- Date: May 1, 2004
- Site: Metro Toronto Convention Centre Toronto, Ontario
- Hosted by: Scott Thompson

Highlights
- Best Picture: The Barbarian Invasions
- Most awards: The Barbarian Invasions (6)
- Most nominations: Seducing Doctor Lewis (11)

Television coverage
- Network: Citytv, Bravo!, Star!, Access Alberta

= 24th Genie Awards =

2004 Canadian film awards ceremony

The 24th Genie Awards were held on May 1, 2004, to honour films released in 2003. The ceremony was hosted by Scott Thompson. The ceremony was broadcast on CHUM Limited's terrestrial Citytv and Access Alberta networks, as well as on the cable channels Bravo! and Star!.

Nominations were announced on March 16, 2004. The film Seducing Doctor Lewis garnered the most nominations with 11 nods, although it was virtually shut out on the night of the ceremony, winning only the award for Best Cinematography. Denys Arcand's The Barbarian Invasions was the night's big winner, winning six awards including Best Picture. Arcand joked, however, that he had won only because neither David Cronenberg nor Atom Egoyan had a film in competition.

Sarah Polley's Best Actress win for My Life Without Me was the only one of the six top awards not won by The Barbarian Invasions. Polley took the opportunity in her speech to lament the state of Canadian film: "We make great movies in this country and it's a shame that the Canadian public never gets to see them."

Parts of the exercise —
1) Answer these questions using the passage on the 24th Genie Awards:
(a) On what date were the nominations announced?
(b) Which award did Seducing Doctor Lewis win?
(c) For which film did Sarah Polley win Best Actress?
2) Quote verbatim the section of the passage on the 24th Genie Awards starting with "Television coverage" and going on through "Bravo! and Star!.".

Dataset content —

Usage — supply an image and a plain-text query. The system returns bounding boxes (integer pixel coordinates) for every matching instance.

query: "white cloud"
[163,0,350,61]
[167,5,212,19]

Your responses —
1)
(a) March 16, 2004
(b) Best Cinematography
(c) My Life Without Me

2)
Television coverage
- Network: Citytv, Bravo!, Star!, Access Alberta

= 24th Genie Awards =

2004 Canadian film awards ceremony

The 24th Genie Awards were held on May 1, 2004, to honour films released in 2003. The ceremony was hosted by Scott Thompson. The ceremony was broadcast on CHUM Limited's terrestrial Citytv and Access Alberta networks, as well as on the cable channels Bravo! and Star!.